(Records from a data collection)
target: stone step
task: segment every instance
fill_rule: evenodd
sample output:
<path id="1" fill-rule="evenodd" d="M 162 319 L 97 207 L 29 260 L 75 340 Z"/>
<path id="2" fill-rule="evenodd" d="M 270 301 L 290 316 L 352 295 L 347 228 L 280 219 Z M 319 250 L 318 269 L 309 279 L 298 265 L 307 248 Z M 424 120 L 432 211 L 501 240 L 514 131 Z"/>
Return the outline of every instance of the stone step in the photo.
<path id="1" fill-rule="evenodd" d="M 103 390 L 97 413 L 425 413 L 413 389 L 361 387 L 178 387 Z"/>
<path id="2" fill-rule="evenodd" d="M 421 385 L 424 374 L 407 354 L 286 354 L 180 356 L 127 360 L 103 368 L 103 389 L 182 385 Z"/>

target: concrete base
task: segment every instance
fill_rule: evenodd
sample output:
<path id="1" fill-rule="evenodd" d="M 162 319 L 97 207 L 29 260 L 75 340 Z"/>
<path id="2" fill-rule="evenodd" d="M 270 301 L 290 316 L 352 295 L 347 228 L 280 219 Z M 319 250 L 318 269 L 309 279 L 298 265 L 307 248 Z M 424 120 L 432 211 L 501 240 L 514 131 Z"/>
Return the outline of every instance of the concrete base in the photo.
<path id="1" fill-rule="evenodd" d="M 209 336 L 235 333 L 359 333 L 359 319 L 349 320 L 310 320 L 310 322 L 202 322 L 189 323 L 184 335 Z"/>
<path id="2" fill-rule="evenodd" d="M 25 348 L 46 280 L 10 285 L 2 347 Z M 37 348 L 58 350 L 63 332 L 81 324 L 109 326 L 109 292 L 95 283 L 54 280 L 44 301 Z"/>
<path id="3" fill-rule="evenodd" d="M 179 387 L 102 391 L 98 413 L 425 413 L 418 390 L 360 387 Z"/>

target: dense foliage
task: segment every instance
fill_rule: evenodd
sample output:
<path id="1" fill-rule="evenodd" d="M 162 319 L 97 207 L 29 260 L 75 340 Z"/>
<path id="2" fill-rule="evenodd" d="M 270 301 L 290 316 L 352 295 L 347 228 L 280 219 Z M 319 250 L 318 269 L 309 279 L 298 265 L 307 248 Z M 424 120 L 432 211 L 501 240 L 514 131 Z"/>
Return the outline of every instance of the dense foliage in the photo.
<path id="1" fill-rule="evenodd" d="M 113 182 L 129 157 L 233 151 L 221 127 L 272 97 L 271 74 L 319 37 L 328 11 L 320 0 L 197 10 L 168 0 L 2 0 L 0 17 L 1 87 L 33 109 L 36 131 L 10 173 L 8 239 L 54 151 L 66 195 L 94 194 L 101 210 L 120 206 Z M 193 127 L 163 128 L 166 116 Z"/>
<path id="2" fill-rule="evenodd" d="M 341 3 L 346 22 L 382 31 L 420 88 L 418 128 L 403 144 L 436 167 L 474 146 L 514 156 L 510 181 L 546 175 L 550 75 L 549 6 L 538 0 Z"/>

→ **Work required**
Rewrite the data above, changing every "target" to "category" and keeping everything else the same.

→ **Reply**
category: stone step
task: segment every instance
fill_rule: evenodd
sample output:
<path id="1" fill-rule="evenodd" d="M 162 319 L 97 207 L 29 260 L 75 340 Z"/>
<path id="2" fill-rule="evenodd" d="M 270 301 L 290 316 L 352 295 L 347 228 L 280 219 Z M 319 250 L 318 269 L 309 279 L 298 265 L 307 248 Z M 424 120 L 432 211 L 501 240 L 514 131 Z"/>
Return the outline of every instance of the stone step in the photo.
<path id="1" fill-rule="evenodd" d="M 103 390 L 97 413 L 425 413 L 413 389 L 361 387 L 178 387 Z"/>
<path id="2" fill-rule="evenodd" d="M 421 385 L 424 374 L 407 354 L 286 354 L 180 356 L 127 360 L 103 368 L 103 389 L 182 385 Z"/>

category: concrete base
task: segment every instance
fill_rule: evenodd
sample output:
<path id="1" fill-rule="evenodd" d="M 162 319 L 97 207 L 29 260 L 75 340 Z"/>
<path id="2" fill-rule="evenodd" d="M 270 301 L 290 316 L 352 295 L 347 228 L 280 219 Z M 319 250 L 318 269 L 309 279 L 298 265 L 307 248 Z M 424 120 L 432 211 L 501 240 L 514 131 Z"/>
Return the outline of every instance of the concrete base in the photo.
<path id="1" fill-rule="evenodd" d="M 209 336 L 235 333 L 359 333 L 359 319 L 349 320 L 310 320 L 310 322 L 202 322 L 189 323 L 184 335 Z"/>
<path id="2" fill-rule="evenodd" d="M 25 348 L 46 280 L 10 285 L 2 347 Z M 37 348 L 58 350 L 63 332 L 81 324 L 109 326 L 109 292 L 95 283 L 54 280 L 44 301 Z"/>
<path id="3" fill-rule="evenodd" d="M 179 387 L 102 391 L 98 413 L 425 413 L 418 390 L 360 387 Z"/>

category: dense foliage
task: segment every instance
fill_rule: evenodd
sample output:
<path id="1" fill-rule="evenodd" d="M 162 319 L 97 207 L 29 260 L 75 340 Z"/>
<path id="2" fill-rule="evenodd" d="M 270 301 L 290 316 L 352 295 L 347 228 L 280 219 Z M 319 250 L 318 269 L 309 279 L 298 265 L 307 248 Z M 424 120 L 432 211 L 501 240 L 514 131 Z"/>
Return the outline of every instance of the dense foliage in the photo.
<path id="1" fill-rule="evenodd" d="M 113 182 L 129 157 L 233 151 L 221 127 L 272 97 L 271 74 L 319 37 L 328 11 L 320 0 L 197 10 L 168 0 L 2 0 L 0 17 L 1 87 L 33 109 L 36 131 L 10 173 L 8 239 L 54 151 L 66 195 L 94 194 L 101 210 L 120 206 Z M 193 127 L 163 128 L 166 116 Z"/>
<path id="2" fill-rule="evenodd" d="M 341 3 L 346 22 L 382 31 L 420 88 L 418 128 L 403 144 L 436 167 L 474 146 L 514 156 L 510 181 L 546 175 L 550 75 L 549 6 L 538 0 Z"/>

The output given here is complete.